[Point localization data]
════════
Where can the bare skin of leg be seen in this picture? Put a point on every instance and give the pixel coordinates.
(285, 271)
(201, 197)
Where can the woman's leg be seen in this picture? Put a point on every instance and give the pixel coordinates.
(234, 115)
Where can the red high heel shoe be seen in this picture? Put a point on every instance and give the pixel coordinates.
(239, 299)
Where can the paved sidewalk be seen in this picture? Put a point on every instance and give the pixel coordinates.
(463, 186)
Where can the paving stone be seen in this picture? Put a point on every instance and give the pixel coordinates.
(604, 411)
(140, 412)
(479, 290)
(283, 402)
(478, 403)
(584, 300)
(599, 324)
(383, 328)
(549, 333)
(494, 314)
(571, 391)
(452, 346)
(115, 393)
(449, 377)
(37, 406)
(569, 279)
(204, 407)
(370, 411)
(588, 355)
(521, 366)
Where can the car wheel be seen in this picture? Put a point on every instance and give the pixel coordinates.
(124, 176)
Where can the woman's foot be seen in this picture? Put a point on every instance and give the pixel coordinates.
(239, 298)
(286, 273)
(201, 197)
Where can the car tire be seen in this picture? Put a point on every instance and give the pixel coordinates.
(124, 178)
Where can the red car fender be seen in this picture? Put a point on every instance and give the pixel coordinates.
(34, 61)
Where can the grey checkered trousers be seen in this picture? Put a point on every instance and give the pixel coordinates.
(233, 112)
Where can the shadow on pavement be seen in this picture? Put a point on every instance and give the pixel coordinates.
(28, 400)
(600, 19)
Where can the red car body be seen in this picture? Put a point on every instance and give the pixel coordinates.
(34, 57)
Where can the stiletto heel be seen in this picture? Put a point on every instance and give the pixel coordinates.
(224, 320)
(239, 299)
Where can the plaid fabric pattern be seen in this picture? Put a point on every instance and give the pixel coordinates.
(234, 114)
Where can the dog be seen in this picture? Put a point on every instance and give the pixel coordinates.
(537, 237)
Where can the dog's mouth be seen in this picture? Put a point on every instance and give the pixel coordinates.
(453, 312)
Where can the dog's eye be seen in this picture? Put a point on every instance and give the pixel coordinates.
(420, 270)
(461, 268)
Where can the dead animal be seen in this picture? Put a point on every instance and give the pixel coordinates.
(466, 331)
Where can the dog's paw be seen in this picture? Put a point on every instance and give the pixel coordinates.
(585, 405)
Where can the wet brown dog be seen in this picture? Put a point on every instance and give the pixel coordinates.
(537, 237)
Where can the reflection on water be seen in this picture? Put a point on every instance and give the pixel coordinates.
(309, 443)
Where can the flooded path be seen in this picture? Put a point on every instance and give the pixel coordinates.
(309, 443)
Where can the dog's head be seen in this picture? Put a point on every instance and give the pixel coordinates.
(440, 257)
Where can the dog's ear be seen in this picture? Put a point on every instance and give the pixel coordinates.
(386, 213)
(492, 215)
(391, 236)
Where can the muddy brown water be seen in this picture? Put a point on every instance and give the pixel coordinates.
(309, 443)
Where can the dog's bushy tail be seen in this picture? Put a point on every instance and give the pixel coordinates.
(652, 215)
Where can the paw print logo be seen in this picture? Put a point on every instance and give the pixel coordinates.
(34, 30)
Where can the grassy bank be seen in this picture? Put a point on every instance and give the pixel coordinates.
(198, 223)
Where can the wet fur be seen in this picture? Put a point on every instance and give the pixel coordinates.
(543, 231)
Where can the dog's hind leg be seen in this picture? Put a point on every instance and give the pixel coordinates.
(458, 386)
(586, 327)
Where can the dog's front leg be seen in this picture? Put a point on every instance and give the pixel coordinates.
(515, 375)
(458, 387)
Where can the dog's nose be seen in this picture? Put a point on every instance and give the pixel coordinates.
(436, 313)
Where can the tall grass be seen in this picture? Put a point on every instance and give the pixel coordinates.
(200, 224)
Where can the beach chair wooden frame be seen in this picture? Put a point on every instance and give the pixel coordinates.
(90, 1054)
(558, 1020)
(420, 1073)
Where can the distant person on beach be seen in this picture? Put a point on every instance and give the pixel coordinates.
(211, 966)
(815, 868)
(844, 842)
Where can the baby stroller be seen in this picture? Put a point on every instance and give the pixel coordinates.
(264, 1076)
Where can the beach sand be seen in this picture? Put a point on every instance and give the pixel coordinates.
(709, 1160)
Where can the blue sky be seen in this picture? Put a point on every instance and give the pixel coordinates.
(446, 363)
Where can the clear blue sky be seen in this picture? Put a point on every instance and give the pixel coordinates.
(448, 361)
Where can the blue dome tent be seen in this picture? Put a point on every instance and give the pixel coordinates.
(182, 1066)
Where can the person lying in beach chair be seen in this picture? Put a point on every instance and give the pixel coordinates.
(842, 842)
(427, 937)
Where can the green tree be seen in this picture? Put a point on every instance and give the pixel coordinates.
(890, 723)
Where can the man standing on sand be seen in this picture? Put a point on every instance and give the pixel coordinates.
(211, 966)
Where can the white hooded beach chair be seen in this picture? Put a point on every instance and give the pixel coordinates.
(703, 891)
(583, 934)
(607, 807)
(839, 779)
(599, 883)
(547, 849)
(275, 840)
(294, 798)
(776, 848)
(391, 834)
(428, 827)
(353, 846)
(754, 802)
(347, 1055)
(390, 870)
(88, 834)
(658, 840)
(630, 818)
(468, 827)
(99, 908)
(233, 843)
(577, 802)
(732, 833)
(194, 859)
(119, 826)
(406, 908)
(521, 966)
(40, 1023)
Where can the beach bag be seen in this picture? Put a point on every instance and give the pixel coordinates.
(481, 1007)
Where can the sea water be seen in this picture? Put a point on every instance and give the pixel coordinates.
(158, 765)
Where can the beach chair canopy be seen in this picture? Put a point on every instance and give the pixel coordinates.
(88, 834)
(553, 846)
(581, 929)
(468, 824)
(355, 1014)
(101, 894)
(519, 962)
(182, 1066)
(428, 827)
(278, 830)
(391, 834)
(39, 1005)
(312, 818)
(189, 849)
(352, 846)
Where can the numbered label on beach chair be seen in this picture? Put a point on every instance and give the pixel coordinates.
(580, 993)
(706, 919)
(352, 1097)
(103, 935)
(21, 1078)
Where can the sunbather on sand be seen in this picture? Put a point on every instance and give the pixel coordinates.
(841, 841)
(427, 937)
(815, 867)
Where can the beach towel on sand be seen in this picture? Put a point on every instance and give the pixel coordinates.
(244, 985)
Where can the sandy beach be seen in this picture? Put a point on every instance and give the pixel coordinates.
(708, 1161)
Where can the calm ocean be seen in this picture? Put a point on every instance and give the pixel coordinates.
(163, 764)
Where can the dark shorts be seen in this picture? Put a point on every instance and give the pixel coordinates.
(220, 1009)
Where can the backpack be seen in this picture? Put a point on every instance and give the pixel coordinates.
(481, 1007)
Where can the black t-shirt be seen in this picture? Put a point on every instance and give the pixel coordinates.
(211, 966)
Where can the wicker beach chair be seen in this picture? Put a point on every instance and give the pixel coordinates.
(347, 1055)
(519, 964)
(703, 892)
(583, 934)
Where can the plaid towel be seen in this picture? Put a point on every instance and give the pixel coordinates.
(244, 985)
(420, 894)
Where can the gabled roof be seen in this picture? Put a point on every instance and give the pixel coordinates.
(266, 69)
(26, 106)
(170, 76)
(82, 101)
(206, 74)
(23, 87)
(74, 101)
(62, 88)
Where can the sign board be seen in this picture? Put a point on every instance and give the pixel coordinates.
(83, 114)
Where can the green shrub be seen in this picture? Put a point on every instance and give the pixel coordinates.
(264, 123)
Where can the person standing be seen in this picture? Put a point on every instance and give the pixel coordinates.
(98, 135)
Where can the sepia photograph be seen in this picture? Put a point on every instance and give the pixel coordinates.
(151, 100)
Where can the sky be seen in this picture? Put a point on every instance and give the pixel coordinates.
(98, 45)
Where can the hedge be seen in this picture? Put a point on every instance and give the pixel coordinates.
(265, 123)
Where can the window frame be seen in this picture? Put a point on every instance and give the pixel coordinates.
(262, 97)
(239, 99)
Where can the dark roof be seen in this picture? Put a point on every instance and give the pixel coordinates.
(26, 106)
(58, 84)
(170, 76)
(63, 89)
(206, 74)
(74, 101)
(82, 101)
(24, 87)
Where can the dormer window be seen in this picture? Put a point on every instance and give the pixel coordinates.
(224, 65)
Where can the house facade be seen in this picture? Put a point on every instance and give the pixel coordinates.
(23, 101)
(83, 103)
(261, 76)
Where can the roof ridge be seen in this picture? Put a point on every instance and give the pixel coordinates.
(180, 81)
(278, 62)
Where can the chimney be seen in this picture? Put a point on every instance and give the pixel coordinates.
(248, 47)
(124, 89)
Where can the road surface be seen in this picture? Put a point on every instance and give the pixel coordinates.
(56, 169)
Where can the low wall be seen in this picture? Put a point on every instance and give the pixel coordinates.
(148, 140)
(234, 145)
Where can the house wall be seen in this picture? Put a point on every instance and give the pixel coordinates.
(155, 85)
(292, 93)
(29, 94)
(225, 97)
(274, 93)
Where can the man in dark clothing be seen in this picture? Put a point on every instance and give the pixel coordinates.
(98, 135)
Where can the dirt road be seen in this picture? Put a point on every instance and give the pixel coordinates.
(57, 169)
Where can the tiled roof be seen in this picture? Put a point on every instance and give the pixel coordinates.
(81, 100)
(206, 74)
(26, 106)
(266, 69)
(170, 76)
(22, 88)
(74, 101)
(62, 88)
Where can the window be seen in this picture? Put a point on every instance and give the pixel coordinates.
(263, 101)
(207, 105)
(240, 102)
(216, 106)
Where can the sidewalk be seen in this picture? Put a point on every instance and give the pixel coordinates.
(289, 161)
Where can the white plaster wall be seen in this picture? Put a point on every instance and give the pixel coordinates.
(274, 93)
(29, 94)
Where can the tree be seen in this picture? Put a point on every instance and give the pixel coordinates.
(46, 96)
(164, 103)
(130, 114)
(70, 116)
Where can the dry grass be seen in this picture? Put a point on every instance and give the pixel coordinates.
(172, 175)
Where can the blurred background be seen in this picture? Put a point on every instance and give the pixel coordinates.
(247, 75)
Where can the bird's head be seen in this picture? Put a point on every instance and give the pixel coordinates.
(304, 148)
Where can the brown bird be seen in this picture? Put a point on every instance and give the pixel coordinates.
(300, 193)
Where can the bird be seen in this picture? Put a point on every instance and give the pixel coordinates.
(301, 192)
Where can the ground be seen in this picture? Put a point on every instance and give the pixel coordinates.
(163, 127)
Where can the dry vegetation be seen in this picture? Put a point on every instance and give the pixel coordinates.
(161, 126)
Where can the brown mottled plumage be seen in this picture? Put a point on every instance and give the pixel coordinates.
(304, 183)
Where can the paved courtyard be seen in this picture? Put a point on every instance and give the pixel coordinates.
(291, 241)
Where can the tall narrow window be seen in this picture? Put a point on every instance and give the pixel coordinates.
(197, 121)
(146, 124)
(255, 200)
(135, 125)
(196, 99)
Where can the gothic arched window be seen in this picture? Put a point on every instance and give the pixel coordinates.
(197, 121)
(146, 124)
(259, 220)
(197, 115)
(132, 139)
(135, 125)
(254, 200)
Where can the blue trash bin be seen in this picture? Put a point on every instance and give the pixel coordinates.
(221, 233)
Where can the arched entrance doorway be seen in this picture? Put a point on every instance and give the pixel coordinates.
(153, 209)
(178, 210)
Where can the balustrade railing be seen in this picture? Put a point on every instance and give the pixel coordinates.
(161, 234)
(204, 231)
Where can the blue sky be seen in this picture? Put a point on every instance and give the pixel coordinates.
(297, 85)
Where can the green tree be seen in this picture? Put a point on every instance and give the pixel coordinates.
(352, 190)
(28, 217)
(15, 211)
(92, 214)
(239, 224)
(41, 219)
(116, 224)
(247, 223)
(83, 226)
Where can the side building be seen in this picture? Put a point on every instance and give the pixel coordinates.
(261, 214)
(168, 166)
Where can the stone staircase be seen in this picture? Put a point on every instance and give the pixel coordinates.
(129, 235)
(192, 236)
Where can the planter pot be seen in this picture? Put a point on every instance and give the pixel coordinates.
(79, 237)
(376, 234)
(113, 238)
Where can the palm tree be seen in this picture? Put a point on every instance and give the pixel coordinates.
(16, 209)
════════
What needs to be done
Beginning at the line containing "Where can the planter", repeat each line exactly through the last line of the entries, and include no other lines.

Reply
Where can the planter pot be seen in this picture? Put a point on every instance and give the pixel coordinates.
(79, 237)
(376, 234)
(113, 238)
Where can the palm tree be seen in this picture? Put a point on every instance and give the pixel coordinates.
(16, 209)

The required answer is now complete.